* REQUIRED WORK *
Say the data back exactly as it is written below.
= = = = =
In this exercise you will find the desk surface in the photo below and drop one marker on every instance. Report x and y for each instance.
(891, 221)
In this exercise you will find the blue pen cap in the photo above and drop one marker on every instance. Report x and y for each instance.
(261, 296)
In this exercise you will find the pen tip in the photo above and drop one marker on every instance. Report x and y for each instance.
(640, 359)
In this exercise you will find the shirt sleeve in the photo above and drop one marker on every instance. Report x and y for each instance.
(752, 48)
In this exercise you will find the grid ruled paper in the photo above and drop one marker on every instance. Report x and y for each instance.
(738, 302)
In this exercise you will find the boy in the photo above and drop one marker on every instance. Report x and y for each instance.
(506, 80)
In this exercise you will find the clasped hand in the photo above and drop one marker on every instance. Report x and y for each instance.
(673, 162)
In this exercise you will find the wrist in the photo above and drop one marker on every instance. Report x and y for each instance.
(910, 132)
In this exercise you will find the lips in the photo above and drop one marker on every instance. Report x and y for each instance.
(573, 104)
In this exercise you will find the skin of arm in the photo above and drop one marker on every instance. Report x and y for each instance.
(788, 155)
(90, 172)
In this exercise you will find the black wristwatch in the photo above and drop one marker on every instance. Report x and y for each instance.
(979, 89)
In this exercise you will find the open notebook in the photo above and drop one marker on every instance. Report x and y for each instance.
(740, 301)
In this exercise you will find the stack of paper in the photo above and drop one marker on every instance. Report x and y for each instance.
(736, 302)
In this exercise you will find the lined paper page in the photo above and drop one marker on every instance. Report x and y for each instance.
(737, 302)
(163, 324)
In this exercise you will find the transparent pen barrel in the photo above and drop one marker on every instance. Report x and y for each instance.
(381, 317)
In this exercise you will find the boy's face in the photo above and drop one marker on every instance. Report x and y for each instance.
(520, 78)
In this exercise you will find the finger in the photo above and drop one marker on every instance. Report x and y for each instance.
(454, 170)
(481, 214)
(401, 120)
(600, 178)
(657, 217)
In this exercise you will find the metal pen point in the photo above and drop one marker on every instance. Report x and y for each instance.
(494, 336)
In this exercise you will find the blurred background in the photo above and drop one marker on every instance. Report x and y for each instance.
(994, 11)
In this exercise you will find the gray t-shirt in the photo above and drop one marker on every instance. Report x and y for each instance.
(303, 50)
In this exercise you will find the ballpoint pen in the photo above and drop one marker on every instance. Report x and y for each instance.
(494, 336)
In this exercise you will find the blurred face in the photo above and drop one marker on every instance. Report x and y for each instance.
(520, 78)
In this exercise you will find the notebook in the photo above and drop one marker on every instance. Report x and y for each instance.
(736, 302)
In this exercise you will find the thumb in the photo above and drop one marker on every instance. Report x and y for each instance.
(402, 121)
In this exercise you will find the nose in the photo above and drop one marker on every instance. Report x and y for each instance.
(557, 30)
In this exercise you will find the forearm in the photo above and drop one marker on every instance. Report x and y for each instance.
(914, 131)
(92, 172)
= = = = =
* SOLUTION FOR THIS EXERCISE *
In this exercise you will find the desk surface in the photo below and drop one marker on every instance. Report x and y for each instance.
(891, 221)
In this exercise you will find the blue pen cap in the photo above and drop one marker on every instance. Report x and y for each instance.
(261, 296)
In this exercise you will find the pen tip in the photo above and drop one marker on every instance. Report x and y for each instance.
(640, 359)
In this exercise you will find the shirt sleeve in the photo above and drop one marker on every instance. Report x and y for each instance.
(752, 48)
In this exercise you will find the grid ruled paper in the photo above and drop one marker on every instance. Report x and y for each instance.
(738, 302)
In this exercise you will find the boy in the photo above and drop one marker on every instance. Report x and y for each instance.
(506, 80)
In this exercise you will find the clasped hand in the photo above and drop one marker on every instance. Report x and y for each instance.
(673, 162)
In this exercise you will find the wrist in the photo above and drop one marker on every instance. Report x and y for each instance.
(910, 132)
In this exercise you will find the lips in the photo above and drop one marker on every instance. Report x and y for each instance.
(573, 104)
In this exercise you will find the skin of arm in the photo above and drop one marker on every instance. Report x and y for each instance.
(788, 155)
(90, 172)
In this exercise you will find the black wristwatch in the photo above and drop one marker on every instance. Report x and y for each instance.
(979, 89)
In this exercise you will find the open notebook in the photo above and drop one marker on every instance. Report x and y for each instance.
(740, 301)
In this exercise you will find the stack of paper in the photo above and drop one marker on every instance. Report x and y for each instance.
(736, 302)
In this exercise you will find the lined paper page in the photo above and drop one marker on every instance. Report x and y for each instance.
(737, 302)
(163, 324)
In this exercise you will find the transparent pen barrel in the photo above and drop one marker on every instance. Report x and y for each instance.
(381, 317)
In this exercise you will find the boy's face in the photo above and drop one marker on every instance. Report x and y for each instance.
(520, 78)
In this exercise you will find the finger in the photo above and drop one marker on every instance. Report x and y for each instance.
(454, 170)
(481, 214)
(401, 120)
(600, 178)
(657, 217)
In this exercise you will find the metal pen point in the photo above and drop one marker on every instance. Report x and y for each instance.
(494, 336)
In this exercise you will find the blurred background in the photo above and drop one marker on every instance. Report x and y for each instance.
(994, 11)
In this exercise you will find the gray t-shirt in the photo above and drop one marker on every instance. Report x and y for each instance.
(303, 50)
In this exercise you will find the ballpoint pen in the photo above and drop one marker on every instance. Report x and y for each instance.
(494, 336)
In this exercise you will find the blurred face in the photo above and drop one marker on every instance. Report x and y for each instance.
(520, 78)
In this exercise you will find the notebook in the photo above and drop one marker on every instance. Report x and y for each instance.
(736, 302)
In this exercise you will find the thumb in the photo above and drop one marker on every instance. Report x and y for each instance.
(402, 121)
In this exercise you will find the nose in the photo above and drop one marker on every instance. Report x and y for each instance.
(557, 30)
In this exercise you will find the forearm in the photo above and drop one marker on every instance. Report x and y for each instance.
(914, 131)
(92, 172)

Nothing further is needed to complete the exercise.